• _PROBLEM_: Pick out and copy each line of the listing below that contains the string "background". Treat uppercase and lowercase as different.

-- BEGIN --

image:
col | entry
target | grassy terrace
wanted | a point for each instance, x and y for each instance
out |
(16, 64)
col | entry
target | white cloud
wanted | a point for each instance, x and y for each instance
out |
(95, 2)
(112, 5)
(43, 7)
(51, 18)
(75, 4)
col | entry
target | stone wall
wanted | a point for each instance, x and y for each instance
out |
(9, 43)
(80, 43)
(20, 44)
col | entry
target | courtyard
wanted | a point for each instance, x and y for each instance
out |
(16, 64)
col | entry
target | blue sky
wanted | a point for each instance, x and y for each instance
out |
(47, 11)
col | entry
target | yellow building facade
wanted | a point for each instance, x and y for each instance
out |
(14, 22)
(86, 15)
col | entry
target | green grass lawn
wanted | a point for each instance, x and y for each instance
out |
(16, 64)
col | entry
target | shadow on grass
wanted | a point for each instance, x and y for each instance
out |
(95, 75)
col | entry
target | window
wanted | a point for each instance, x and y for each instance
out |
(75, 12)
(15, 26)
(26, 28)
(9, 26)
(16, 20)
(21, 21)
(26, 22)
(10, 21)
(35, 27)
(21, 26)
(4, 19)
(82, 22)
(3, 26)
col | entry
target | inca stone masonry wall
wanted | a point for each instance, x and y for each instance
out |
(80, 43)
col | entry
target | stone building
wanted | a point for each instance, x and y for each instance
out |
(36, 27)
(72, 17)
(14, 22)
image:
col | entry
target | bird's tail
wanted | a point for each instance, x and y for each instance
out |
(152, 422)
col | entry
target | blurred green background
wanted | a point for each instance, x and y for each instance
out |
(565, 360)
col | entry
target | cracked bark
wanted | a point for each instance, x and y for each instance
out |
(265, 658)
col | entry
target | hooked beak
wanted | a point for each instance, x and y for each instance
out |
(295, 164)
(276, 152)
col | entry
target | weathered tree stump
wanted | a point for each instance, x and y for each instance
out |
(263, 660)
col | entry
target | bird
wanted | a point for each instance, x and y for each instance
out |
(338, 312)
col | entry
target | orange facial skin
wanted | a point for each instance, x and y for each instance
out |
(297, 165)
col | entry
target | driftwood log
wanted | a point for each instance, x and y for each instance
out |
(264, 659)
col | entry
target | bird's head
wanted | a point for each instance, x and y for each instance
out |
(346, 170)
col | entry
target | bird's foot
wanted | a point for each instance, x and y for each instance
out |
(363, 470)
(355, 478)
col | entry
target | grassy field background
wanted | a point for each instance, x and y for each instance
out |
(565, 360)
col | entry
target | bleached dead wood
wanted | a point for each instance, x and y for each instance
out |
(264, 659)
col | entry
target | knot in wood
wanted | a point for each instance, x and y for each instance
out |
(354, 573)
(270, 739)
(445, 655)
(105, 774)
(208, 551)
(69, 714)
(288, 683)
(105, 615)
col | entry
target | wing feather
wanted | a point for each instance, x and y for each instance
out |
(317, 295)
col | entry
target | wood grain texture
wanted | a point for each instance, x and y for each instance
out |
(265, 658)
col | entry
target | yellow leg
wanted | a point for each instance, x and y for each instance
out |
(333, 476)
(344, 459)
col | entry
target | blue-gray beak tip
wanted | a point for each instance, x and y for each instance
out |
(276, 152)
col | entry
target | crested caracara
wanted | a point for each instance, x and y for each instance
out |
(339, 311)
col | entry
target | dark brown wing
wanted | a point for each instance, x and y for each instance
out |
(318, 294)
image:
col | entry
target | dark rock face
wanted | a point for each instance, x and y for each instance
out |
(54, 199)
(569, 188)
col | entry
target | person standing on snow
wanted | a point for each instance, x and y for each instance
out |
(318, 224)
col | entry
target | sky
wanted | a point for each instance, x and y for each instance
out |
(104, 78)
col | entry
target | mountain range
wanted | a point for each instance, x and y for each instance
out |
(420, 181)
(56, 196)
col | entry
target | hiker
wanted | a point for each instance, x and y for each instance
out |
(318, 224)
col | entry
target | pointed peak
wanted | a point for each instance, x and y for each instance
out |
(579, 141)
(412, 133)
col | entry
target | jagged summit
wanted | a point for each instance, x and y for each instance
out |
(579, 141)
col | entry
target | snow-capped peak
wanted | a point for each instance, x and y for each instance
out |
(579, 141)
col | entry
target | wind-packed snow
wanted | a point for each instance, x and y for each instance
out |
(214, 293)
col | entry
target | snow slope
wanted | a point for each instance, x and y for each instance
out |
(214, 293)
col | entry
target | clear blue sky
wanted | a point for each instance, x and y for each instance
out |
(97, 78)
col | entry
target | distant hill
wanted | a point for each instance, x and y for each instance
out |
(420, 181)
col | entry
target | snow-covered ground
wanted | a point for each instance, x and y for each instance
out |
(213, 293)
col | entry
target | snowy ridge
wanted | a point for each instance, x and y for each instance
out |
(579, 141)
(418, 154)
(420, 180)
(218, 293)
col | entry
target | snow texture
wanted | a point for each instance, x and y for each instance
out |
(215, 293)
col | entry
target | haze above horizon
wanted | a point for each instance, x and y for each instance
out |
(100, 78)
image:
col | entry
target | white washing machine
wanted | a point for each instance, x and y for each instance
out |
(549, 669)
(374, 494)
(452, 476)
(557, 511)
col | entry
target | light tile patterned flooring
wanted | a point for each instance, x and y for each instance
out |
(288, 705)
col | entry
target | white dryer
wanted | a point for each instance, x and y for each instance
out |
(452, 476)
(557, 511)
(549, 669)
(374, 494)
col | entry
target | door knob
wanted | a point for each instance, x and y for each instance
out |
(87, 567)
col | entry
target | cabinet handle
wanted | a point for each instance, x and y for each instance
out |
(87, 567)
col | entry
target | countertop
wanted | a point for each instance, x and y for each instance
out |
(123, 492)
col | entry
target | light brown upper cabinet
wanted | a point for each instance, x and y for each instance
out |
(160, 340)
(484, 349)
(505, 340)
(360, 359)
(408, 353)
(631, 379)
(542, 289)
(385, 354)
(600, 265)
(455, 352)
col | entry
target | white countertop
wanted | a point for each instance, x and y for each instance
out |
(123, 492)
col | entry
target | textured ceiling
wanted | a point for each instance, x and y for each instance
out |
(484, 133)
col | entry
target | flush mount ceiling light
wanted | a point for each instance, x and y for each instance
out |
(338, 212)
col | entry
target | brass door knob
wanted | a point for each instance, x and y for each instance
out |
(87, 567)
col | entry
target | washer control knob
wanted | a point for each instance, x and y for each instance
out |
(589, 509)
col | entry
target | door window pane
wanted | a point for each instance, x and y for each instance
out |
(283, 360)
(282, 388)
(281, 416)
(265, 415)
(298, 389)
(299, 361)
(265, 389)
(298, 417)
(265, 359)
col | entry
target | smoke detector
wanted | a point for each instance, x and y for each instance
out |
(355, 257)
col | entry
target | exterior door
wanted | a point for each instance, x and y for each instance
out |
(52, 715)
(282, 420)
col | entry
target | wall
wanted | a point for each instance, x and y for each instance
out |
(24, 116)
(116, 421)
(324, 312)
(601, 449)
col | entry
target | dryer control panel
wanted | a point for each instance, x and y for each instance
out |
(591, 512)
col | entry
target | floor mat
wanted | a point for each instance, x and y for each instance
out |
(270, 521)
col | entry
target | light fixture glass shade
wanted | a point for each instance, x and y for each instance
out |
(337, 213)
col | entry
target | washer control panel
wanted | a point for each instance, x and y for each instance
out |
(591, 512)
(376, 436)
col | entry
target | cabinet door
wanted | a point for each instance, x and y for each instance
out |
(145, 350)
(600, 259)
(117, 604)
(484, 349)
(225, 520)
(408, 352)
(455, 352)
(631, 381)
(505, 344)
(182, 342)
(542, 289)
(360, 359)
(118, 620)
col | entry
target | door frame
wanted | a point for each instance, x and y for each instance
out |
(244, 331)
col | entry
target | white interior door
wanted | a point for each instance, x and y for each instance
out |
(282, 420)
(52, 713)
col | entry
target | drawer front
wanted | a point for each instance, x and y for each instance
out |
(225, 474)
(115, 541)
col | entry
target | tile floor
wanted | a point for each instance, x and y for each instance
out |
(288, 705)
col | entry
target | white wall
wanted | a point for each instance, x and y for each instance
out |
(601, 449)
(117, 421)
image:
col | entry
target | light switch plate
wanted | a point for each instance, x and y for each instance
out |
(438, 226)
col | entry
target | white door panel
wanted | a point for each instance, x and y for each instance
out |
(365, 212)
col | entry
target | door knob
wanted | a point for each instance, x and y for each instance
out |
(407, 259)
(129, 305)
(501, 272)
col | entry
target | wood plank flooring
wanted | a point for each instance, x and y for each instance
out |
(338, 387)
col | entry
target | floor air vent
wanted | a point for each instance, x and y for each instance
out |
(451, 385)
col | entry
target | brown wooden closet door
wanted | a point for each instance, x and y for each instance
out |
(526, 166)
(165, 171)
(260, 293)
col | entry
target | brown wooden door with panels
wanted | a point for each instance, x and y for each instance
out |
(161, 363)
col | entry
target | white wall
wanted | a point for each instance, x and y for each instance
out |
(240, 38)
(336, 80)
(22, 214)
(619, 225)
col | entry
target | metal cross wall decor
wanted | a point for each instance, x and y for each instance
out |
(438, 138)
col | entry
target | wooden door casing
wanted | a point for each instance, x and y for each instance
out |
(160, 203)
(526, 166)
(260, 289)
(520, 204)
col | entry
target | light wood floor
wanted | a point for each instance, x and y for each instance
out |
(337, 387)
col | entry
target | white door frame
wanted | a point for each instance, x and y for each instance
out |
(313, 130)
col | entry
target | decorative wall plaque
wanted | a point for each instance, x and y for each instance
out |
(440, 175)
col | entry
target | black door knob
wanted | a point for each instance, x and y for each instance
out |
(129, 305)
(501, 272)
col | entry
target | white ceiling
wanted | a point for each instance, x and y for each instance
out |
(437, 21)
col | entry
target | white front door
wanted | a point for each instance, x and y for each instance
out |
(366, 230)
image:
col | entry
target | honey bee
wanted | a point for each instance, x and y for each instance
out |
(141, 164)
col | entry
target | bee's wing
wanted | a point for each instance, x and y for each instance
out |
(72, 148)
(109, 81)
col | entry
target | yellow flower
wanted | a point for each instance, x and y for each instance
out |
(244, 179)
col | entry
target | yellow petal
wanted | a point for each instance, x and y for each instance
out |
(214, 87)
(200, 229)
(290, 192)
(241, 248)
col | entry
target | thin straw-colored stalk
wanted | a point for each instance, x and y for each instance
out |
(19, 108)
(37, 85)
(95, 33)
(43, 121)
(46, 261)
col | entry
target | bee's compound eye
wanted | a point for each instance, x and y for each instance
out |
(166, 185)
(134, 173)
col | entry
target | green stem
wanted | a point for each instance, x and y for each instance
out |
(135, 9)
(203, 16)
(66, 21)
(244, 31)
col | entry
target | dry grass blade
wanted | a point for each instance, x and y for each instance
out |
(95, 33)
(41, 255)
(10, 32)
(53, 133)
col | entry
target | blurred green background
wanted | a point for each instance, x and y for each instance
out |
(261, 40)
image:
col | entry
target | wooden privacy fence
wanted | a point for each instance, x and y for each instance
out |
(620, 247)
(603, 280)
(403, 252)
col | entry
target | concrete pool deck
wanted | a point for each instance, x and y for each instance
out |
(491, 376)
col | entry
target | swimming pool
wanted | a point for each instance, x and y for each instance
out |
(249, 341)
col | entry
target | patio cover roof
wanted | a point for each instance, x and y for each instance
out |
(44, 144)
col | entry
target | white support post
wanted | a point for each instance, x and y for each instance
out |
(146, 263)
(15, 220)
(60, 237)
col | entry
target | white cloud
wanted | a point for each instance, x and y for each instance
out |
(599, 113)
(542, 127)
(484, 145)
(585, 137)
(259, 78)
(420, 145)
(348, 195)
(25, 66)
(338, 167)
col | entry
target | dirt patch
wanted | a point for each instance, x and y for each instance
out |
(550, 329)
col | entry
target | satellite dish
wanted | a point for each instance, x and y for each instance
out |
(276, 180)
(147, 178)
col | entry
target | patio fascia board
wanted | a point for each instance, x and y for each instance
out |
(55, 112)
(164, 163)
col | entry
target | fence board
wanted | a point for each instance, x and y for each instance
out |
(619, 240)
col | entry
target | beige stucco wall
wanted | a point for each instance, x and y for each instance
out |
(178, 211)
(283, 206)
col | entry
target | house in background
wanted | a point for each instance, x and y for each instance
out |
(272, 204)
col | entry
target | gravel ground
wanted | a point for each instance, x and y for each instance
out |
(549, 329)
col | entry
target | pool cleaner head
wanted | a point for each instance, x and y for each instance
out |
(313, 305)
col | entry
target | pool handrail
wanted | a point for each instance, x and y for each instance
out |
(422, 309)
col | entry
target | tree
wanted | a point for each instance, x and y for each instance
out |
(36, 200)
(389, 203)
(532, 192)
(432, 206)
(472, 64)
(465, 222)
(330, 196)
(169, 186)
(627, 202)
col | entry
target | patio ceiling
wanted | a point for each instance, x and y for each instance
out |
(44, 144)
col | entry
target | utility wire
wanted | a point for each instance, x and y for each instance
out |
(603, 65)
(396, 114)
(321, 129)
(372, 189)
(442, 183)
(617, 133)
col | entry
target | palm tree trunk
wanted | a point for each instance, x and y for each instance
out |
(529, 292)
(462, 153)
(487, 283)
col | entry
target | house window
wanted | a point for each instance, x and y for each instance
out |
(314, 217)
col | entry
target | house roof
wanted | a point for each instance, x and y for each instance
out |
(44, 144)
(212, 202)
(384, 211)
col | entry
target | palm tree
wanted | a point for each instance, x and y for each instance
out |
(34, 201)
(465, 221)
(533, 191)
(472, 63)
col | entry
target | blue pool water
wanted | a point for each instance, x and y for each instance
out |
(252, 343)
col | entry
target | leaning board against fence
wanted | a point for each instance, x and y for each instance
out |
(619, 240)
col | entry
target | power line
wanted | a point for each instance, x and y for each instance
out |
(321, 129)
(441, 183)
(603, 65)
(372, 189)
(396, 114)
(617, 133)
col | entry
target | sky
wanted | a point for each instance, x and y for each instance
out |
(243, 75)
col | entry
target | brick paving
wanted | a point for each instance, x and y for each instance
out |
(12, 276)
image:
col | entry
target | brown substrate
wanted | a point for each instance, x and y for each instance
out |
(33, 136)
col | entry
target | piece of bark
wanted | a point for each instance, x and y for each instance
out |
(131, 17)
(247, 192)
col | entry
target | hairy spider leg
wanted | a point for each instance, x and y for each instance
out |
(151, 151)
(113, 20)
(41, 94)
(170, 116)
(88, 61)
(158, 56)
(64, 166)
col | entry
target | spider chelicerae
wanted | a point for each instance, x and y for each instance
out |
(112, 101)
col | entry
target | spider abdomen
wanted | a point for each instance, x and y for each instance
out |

-- END --

• _RESPONSE TO THE TASK_:
target | blurred green background
target | grassy field background
target | blurred green background
target | house in background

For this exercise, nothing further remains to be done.